:: Source document ::

====

What my work has uncovered is that the main characteristics that the classical and the modern share—geometricity, stability, and normalcy—repress other possibilities for an interiority of architecture. While the study of these unconscious repressions has formed the basis of critical theory since the nineteenth century, these studies have rarely included architecture. It is within such a critical context that it seemed possible for me to turn away from the traditional paradigms of architecture and attempt to describe its interior condition through a paradigm considered as outside of architecture, that is, the linguistic paradigm.
Whenever the terms interiority or anteriority had been brought up previously in the context of architecture, it was presumed that they were concerned with the possibility of communicating, in some way, the relationship of that interiority to the architectural object. In this sense, all architecture was seen as embodied, that it already contained the possibility of its own representation. In this sense, architecture was like a language, and indeed within the classical ideal architecture was considered as a stable lexicon which would always lead to some stable form of embodiment. The use of a linguistic paradigm challenged the embodiment inherent in the classical architectural paradigm in order to return meaning, figuration, and representation to modern architecture without classical architecture’s inherent nostalgia for rules and essences. The possibility for such a return would come not from a classical repertoire of styles, but rather from a linguistic or semiotic repertoire of signs. And although architecture has always been a weak sign system—since there is no agreed upon definitive language and no agreed upon definitive system of meaningful signs—this does not mean that the relationship between sign and signified could not become more active in determining the form and space of building. However, unlike other references to an architectural language or an architecture parlante, my use of the linguistic paradigm as a possible alternative model for an architectural interiority was not a literal one. Rather, it assumed that by approaching architecture’s interior from the outside one could open up the unconscious repressions underpinning the classical and modern paradigms.
Hence these ideas concerning sign, process, and reading tended to move interiority from a classical architectural paradigm to a linguistic paradigm. But, what could not have been known at the time of the early essays of this volume was that like these earlier architectural paradigms, the linguistic paradigm was also predicated on the same stable conceptions of structural relationships. In fact, this semiotic paradigm turned out to be as stabilizing as the classical one. As Jacques Derrida has said, spatial or architectural metaphors cannot be found in a definitive manner in literary ideality, so too linguistic metaphors may not be definitively found in architecture’s interiority. This then raises the issue of what value is the supposed difference between architecture and language, in particular the difference between a linguistic sign and an architectural sign, when both are based on similar conceptions of structure.

====

[Part of a data file]
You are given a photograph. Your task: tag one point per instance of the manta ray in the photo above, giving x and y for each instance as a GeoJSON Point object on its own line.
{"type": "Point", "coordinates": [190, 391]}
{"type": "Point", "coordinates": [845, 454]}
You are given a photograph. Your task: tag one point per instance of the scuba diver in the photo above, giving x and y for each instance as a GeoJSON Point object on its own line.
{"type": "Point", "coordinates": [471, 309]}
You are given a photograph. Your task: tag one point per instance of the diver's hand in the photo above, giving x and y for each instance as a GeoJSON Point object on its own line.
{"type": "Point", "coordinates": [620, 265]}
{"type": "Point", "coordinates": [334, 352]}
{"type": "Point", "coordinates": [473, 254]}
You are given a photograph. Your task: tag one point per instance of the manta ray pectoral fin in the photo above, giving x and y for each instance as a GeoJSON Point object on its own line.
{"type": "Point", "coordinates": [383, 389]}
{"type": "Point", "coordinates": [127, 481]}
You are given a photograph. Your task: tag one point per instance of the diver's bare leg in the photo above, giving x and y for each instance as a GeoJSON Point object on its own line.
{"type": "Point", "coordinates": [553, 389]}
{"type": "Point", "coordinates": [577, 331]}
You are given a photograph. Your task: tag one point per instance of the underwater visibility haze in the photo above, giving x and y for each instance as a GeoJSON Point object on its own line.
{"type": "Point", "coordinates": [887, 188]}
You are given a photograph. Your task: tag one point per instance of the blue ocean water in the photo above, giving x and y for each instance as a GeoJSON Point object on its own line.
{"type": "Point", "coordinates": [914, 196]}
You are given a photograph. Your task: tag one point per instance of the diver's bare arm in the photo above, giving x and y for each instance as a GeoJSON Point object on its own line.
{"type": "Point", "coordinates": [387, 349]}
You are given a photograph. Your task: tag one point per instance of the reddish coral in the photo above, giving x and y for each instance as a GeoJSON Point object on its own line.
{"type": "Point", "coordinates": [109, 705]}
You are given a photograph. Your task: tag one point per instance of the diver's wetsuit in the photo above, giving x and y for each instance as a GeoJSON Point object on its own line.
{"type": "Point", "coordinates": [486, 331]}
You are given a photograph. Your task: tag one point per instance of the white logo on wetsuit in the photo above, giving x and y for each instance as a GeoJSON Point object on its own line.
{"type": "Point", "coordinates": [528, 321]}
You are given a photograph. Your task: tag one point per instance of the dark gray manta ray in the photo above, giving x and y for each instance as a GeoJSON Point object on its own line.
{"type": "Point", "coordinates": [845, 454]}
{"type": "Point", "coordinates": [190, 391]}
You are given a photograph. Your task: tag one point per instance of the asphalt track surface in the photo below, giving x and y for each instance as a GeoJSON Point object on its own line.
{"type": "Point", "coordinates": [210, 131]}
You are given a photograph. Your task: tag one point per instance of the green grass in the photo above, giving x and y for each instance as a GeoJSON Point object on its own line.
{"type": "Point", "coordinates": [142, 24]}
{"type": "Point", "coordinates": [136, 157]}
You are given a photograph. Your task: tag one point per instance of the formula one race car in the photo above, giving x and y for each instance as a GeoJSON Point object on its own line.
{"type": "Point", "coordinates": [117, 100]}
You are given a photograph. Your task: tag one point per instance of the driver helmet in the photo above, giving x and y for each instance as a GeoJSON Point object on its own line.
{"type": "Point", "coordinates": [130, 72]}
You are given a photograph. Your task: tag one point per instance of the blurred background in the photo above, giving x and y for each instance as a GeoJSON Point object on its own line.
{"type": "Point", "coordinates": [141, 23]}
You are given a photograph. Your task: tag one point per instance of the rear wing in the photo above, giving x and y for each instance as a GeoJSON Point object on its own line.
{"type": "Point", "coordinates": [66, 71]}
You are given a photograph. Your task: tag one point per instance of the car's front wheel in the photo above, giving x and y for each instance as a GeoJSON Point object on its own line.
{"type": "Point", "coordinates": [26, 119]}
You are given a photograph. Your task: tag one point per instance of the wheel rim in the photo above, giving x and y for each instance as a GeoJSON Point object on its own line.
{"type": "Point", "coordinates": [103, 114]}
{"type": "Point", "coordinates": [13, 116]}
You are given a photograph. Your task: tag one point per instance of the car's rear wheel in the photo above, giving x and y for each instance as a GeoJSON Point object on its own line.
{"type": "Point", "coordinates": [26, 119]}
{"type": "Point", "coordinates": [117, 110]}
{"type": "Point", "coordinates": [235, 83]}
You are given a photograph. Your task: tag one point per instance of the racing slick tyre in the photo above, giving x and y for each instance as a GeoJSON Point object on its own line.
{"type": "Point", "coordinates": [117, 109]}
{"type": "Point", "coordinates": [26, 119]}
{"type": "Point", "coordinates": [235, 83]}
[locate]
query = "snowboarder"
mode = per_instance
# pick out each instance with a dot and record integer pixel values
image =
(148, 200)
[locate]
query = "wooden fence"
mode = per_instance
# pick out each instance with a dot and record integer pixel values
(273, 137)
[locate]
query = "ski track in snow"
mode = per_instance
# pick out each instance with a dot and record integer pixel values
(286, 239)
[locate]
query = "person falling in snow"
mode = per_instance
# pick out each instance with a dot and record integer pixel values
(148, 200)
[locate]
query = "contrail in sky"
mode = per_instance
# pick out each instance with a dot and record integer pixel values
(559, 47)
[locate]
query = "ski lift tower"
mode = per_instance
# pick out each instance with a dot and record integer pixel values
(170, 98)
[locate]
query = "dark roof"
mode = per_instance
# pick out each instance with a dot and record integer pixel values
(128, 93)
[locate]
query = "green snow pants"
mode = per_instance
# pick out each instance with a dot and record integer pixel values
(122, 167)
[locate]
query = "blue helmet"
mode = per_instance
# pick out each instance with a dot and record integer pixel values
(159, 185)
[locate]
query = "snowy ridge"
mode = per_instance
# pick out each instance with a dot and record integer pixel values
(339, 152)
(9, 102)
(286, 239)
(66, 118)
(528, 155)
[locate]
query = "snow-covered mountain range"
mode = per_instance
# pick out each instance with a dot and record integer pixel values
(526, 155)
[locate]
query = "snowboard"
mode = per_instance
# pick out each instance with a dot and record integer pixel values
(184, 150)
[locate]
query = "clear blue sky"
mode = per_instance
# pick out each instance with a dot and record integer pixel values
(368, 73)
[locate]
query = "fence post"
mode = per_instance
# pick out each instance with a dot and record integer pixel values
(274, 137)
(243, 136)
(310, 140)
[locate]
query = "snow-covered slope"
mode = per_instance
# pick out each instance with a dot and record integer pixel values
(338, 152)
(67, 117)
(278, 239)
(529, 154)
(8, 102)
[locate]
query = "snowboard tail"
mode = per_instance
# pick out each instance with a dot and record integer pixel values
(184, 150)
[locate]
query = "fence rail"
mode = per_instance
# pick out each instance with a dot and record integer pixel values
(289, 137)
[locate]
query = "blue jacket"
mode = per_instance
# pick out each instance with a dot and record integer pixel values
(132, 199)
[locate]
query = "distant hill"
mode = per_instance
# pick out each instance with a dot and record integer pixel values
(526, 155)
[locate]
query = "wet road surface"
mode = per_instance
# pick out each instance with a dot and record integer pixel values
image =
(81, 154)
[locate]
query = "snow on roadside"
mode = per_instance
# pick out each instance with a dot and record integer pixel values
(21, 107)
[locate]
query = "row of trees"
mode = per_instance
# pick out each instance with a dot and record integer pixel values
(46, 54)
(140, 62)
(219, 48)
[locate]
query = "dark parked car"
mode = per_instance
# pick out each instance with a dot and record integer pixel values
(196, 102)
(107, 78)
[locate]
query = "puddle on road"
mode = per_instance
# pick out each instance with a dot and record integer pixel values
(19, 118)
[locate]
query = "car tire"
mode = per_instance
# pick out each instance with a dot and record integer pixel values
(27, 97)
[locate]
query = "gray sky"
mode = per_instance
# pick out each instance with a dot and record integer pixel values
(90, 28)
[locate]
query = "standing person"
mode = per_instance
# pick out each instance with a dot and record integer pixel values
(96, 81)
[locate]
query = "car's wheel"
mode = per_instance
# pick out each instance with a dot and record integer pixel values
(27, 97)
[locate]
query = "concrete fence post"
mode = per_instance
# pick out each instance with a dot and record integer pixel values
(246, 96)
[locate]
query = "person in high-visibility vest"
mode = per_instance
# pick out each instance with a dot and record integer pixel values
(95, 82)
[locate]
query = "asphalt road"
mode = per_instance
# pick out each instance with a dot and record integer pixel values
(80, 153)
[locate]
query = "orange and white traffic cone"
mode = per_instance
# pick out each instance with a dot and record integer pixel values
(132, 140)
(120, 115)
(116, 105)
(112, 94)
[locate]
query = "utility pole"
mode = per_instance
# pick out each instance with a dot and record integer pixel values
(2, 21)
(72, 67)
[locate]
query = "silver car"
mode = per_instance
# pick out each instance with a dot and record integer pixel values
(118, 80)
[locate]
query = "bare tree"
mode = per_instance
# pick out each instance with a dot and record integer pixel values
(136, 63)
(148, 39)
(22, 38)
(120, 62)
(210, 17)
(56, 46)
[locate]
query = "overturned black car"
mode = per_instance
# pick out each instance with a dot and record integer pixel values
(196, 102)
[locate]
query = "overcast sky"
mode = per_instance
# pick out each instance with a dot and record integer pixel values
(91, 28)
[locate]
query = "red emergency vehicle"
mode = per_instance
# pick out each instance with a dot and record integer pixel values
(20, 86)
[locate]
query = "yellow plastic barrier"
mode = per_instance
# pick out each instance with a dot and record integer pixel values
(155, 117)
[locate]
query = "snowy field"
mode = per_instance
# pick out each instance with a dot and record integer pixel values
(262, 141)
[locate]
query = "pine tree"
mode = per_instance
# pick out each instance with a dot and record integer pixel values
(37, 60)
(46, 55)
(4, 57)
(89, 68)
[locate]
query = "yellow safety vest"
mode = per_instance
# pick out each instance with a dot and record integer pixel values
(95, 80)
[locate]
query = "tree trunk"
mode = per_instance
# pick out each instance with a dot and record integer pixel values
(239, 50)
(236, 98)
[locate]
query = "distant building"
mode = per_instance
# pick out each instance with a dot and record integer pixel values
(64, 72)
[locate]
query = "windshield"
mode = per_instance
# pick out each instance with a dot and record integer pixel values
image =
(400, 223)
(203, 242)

====

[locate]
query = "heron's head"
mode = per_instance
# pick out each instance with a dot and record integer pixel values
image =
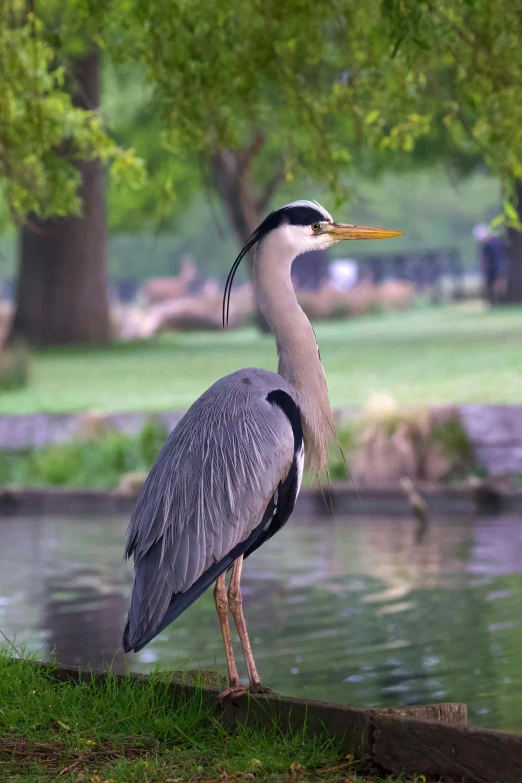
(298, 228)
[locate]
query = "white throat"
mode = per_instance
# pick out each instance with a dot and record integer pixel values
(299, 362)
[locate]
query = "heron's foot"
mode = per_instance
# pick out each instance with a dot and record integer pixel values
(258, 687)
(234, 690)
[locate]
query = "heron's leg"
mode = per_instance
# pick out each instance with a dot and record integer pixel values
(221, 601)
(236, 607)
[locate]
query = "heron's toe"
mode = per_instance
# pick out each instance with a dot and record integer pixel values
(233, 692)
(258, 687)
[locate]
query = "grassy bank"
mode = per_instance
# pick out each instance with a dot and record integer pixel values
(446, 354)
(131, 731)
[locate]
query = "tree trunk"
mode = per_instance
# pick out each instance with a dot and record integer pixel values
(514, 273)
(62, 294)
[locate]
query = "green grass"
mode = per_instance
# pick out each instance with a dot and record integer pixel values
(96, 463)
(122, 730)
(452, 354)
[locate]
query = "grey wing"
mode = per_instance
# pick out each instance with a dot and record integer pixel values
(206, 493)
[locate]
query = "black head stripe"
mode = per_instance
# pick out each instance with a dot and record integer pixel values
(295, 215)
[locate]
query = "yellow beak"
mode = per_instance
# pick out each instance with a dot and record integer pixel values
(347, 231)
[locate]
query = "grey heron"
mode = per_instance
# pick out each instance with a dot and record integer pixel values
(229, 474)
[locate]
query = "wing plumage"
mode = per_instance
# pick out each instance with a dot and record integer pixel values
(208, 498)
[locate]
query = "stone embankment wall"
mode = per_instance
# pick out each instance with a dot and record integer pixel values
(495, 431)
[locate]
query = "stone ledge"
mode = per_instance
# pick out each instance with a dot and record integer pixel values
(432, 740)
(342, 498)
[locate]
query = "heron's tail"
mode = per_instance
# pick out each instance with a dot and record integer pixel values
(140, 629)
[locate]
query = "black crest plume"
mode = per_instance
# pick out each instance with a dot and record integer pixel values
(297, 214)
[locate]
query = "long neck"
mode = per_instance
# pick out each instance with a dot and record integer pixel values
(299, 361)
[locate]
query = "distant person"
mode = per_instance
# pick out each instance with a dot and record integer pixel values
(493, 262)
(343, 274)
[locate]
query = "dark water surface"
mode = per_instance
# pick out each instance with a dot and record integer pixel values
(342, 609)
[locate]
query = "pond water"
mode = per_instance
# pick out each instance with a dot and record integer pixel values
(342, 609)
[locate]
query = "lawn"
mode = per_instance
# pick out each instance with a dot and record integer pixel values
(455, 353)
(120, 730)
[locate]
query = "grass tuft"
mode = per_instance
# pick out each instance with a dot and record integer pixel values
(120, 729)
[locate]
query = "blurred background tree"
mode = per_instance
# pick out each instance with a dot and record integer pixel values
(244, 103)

====

:: Short problem A ::
Print the passage from the essay on architecture and language from "What my work" up to and including "the linguistic paradigm.".
:: Short problem B ::
Collect every line of the records that contains the string "blurred".

:: Answer A ::
What my work has uncovered is that the main characteristics that the classical and the modern share—geometricity, stability, and normalcy—repress other possibilities for an interiority of architecture. While the study of these unconscious repressions has formed the basis of critical theory since the nineteenth century, these studies have rarely included architecture. It is within such a critical context that it seemed possible for me to turn away from the traditional paradigms of architecture and attempt to describe its interior condition through a paradigm considered as outside of architecture, that is, the linguistic paradigm.

:: Answer B ::
You are given a photograph. Your task: tag one point per instance of the blurred background in the photo above, giving x and y for each instance as a GeoJSON Point object on its own line.
query = "blurred background tree"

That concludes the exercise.